TASKS TO COMPLETE –
1. In the article about breaking and the Olympics, where was breaking given a trial run before the Paris proposal?
2. From the article about breaking and the Olympics, extract the passage that begins at the words "For all you" and stops after "built on competition.".

TEXT SHOWN –
┌──

Born out of competition, breaking is a natural for the Olympics
Paris wants to include hip-hop’s original dance in the 2024 Games
The idea of breaking as an Olympic sport might seem wrong at first. Dance is art, not sport, right? What’s next, a gold medal for the Milly Rock?
But, as they say in Noo Yawk: Nah, B. Recognize the real.
Organizers of the 2024 Games in Paris have proposed adding breaking — that’s the term preferred by the dancers themselves, not “breakdancing” — as an official Olympic event. The concept got a trial run at the 2018 Youth Games in Buenos Aires, Argentina, where B-boys and B-girls from Russia and Japan won gold. If approved by the International Olympic Committee, which said in a statement that it wants to make the games “gender-balanced, more youth-focused and more urban,” windmills and head spins will reach the pinnacle of global sports.
For all you nonbelievers: Breaking is not a trendy rap video jig that anybody can imitate. It’s a precise, hard-earned skill requiring strength, quickness, agility, rhythm, style and creativity. It has principles, an identity and a history that began in New York in the early 1970s when breaking was created by black and Puerto Rican youths as a foundational element of hip-hop culture. And unlike many forms of dance, breaking was born out of competition. The beating heart of breaking has always been battling another dancer, from rocking to footwork to freeze, to determine a winner and a loser.
Breaking is in hip-hop’s DNA, and hip-hop is built on competition.
“Think about it like boxing,” said Bobbito Garcia, a longtime New York City culture creator and member of the Rock Steady Crew, a legendary hip-hop collective that spread breaking worldwide in the early 1980s.
“You’re stepping into a ring. You’re about to battle another warrior,” Garcia said. “The mental fortitude required, coupled with the athleticism — hell, yeah, breaking is a sport!”

└──

SUPPLIED MATERIAL –
┌──

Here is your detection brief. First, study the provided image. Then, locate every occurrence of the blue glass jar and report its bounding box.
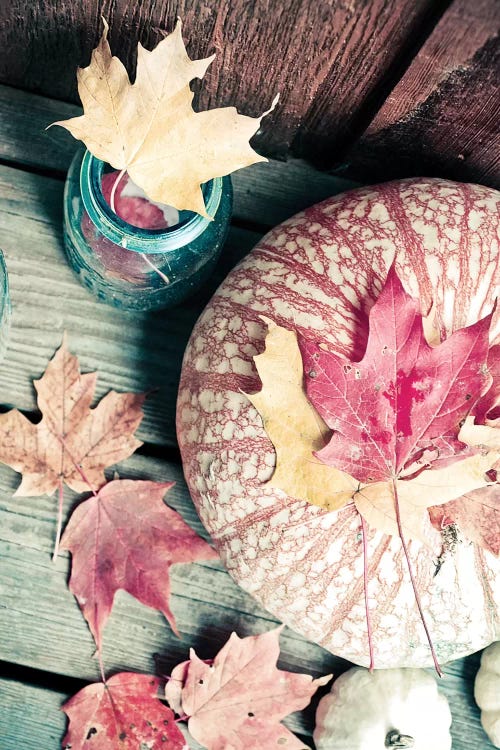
[0,250,11,359]
[64,149,232,310]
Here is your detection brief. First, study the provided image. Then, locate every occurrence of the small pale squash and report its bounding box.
[474,641,500,747]
[314,667,451,750]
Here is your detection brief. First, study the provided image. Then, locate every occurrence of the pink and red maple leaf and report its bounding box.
[165,627,331,750]
[300,268,491,482]
[62,672,188,750]
[61,479,217,649]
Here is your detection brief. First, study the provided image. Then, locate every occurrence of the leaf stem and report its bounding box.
[174,714,189,724]
[392,479,443,677]
[142,255,170,284]
[52,477,64,562]
[359,513,375,672]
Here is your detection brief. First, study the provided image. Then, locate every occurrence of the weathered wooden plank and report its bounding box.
[0,0,441,158]
[0,86,356,226]
[0,456,345,732]
[0,679,68,750]
[347,0,500,188]
[0,167,259,445]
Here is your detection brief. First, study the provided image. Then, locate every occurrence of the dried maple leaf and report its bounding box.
[0,341,145,496]
[62,672,188,750]
[165,628,332,750]
[54,22,274,216]
[61,479,217,649]
[247,318,358,510]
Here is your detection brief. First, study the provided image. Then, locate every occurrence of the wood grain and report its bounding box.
[0,0,443,159]
[347,0,500,188]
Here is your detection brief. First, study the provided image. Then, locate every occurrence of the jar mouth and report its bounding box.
[80,150,222,255]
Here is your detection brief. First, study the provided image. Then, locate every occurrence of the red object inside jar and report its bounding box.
[81,171,175,283]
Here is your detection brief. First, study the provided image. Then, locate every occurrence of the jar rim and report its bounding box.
[80,149,223,255]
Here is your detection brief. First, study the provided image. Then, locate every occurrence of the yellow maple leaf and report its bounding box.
[53,19,277,216]
[247,318,359,510]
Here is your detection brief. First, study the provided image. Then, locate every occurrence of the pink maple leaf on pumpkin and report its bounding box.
[300,267,491,482]
[62,672,188,750]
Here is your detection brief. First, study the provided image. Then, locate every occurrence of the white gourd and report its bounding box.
[314,667,451,750]
[474,641,500,747]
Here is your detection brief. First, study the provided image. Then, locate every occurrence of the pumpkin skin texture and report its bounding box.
[177,179,500,667]
[474,641,500,747]
[313,667,451,750]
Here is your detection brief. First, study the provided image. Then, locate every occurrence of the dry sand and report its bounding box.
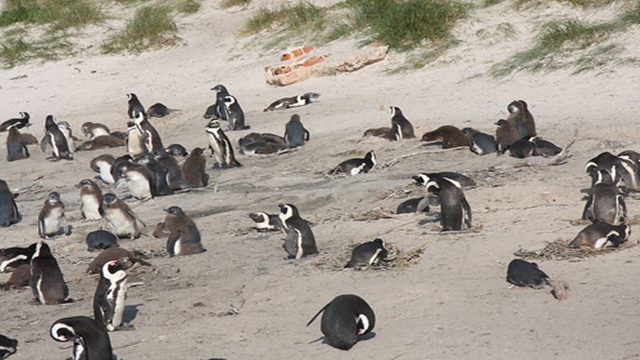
[0,2,640,360]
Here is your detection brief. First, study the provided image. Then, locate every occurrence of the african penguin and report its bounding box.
[49,316,114,360]
[307,295,376,350]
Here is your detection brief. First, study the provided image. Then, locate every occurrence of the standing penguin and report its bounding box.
[307,295,376,350]
[100,193,146,240]
[127,93,146,119]
[205,120,242,169]
[278,204,318,259]
[40,115,73,161]
[284,114,310,147]
[158,206,206,256]
[49,316,114,360]
[345,239,387,269]
[76,179,102,221]
[0,180,21,227]
[389,106,416,141]
[93,257,132,331]
[182,148,209,188]
[29,241,72,305]
[426,177,471,231]
[222,95,250,131]
[38,191,71,239]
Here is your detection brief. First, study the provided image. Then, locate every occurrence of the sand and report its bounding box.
[0,2,640,360]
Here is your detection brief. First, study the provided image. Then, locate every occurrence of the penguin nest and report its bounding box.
[513,239,636,261]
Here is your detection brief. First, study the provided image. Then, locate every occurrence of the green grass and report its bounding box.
[0,0,104,30]
[102,5,179,53]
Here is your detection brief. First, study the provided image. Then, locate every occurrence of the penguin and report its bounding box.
[426,177,471,231]
[203,84,229,120]
[582,170,627,225]
[76,135,125,151]
[307,294,376,350]
[284,114,310,147]
[49,316,114,360]
[87,247,151,274]
[411,171,477,189]
[0,112,31,132]
[462,128,498,155]
[420,125,470,149]
[396,197,430,214]
[114,163,156,200]
[249,211,282,232]
[569,221,631,250]
[164,206,206,256]
[7,125,38,161]
[344,239,387,270]
[89,154,116,185]
[262,92,320,111]
[0,264,31,292]
[100,193,146,240]
[389,106,416,141]
[85,230,118,251]
[495,119,521,154]
[80,121,111,140]
[147,103,178,117]
[38,191,71,239]
[127,93,146,120]
[329,150,376,176]
[205,120,242,169]
[278,204,318,259]
[29,241,73,305]
[76,179,102,221]
[0,179,22,228]
[509,136,536,159]
[93,258,133,331]
[222,95,250,131]
[0,335,18,359]
[507,100,536,139]
[182,147,209,188]
[40,115,73,161]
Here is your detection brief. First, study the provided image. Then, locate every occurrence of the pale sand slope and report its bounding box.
[0,3,640,360]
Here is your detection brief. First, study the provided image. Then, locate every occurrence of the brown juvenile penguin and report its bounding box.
[422,125,470,149]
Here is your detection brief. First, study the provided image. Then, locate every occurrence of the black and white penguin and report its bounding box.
[49,316,114,360]
[389,106,416,141]
[76,179,102,221]
[569,221,631,250]
[344,239,387,269]
[307,295,376,350]
[182,147,209,188]
[205,120,242,169]
[222,95,250,131]
[329,150,376,175]
[263,93,320,111]
[0,180,21,227]
[582,170,627,225]
[278,204,318,259]
[30,241,73,305]
[158,206,206,256]
[93,258,132,331]
[100,193,146,240]
[40,115,73,161]
[0,335,18,360]
[127,93,146,119]
[0,112,31,132]
[284,114,310,147]
[85,230,118,251]
[426,177,471,231]
[249,211,282,232]
[38,191,71,239]
[462,128,498,155]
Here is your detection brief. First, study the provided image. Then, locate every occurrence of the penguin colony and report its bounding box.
[0,85,640,360]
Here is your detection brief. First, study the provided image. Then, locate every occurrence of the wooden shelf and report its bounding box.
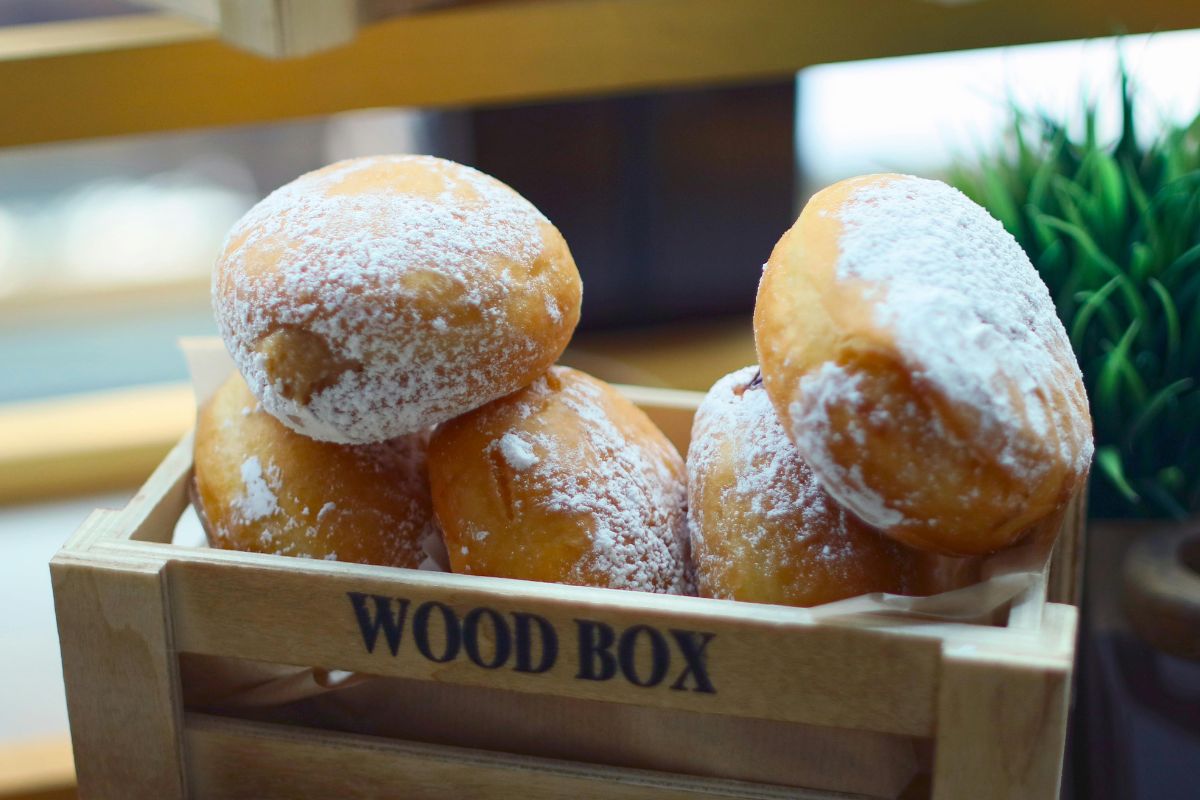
[0,0,1200,146]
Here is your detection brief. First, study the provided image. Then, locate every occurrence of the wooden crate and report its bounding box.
[50,387,1081,800]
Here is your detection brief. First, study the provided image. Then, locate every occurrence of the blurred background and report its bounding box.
[0,0,1200,798]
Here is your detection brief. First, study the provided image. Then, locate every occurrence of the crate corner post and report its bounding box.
[50,546,187,800]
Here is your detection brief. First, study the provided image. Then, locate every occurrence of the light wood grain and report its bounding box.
[932,651,1070,800]
[186,714,862,800]
[50,553,185,800]
[0,0,1200,146]
[162,554,940,735]
[54,387,1078,798]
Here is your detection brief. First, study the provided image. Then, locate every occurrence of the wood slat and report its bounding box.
[932,652,1070,800]
[0,0,1200,146]
[185,714,862,800]
[50,552,185,800]
[159,546,941,736]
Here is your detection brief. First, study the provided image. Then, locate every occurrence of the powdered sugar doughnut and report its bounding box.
[755,175,1092,554]
[212,156,581,444]
[688,367,979,606]
[194,374,437,567]
[430,367,688,594]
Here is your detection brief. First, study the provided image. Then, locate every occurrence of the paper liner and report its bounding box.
[180,337,1054,724]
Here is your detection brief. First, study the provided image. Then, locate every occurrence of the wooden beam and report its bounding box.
[0,0,1200,146]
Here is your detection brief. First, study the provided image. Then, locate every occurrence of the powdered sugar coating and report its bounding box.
[688,367,917,606]
[430,367,689,594]
[787,176,1092,537]
[196,375,437,567]
[214,156,580,444]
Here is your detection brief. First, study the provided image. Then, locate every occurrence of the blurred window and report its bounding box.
[796,31,1200,197]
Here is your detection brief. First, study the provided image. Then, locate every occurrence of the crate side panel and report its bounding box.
[50,558,185,800]
[932,654,1072,800]
[180,654,929,798]
[169,560,941,736]
[186,715,862,800]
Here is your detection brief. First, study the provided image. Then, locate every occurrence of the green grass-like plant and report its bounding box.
[950,70,1200,518]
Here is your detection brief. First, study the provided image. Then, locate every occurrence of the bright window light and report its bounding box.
[796,31,1200,197]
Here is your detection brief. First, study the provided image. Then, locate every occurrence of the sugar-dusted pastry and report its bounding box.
[212,156,581,444]
[688,367,978,606]
[755,175,1092,555]
[193,374,437,567]
[430,367,688,594]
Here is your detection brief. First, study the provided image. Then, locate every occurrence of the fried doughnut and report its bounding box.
[212,156,582,444]
[430,367,688,594]
[193,374,437,567]
[688,367,978,606]
[755,175,1092,555]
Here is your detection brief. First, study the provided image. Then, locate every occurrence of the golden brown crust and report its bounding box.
[196,374,436,567]
[755,175,1091,555]
[688,367,979,607]
[214,156,582,444]
[430,367,686,594]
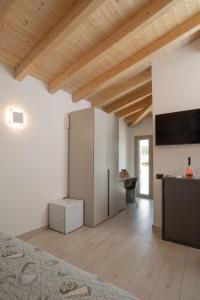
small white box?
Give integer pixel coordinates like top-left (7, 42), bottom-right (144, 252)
top-left (49, 198), bottom-right (83, 233)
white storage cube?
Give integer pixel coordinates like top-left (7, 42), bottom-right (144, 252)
top-left (49, 198), bottom-right (83, 233)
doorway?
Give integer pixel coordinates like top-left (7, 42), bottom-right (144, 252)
top-left (135, 135), bottom-right (153, 198)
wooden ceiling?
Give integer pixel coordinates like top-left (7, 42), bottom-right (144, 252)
top-left (0, 0), bottom-right (200, 126)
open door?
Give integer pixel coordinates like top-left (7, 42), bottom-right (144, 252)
top-left (135, 135), bottom-right (153, 198)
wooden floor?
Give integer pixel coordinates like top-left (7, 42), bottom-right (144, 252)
top-left (19, 199), bottom-right (200, 300)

└──

OUTPUTS FOR THE TASKS –
1. At the 2018 Youth Games in Buenos Aires, Argentina.

2.
For all you nonbelievers: Breaking is not a trendy rap video jig that anybody can imitate. It’s a precise, hard-earned skill requiring strength, quickness, agility, rhythm, style and creativity. It has principles, an identity and a history that began in New York in the early 1970s when breaking was created by black and Puerto Rican youths as a foundational element of hip-hop culture. And unlike many forms of dance, breaking was born out of competition. The beating heart of breaking has always been battling another dancer, from rocking to footwork to freeze, to determine a winner and a loser.
Breaking is in hip-hop’s DNA, and hip-hop is built on competition.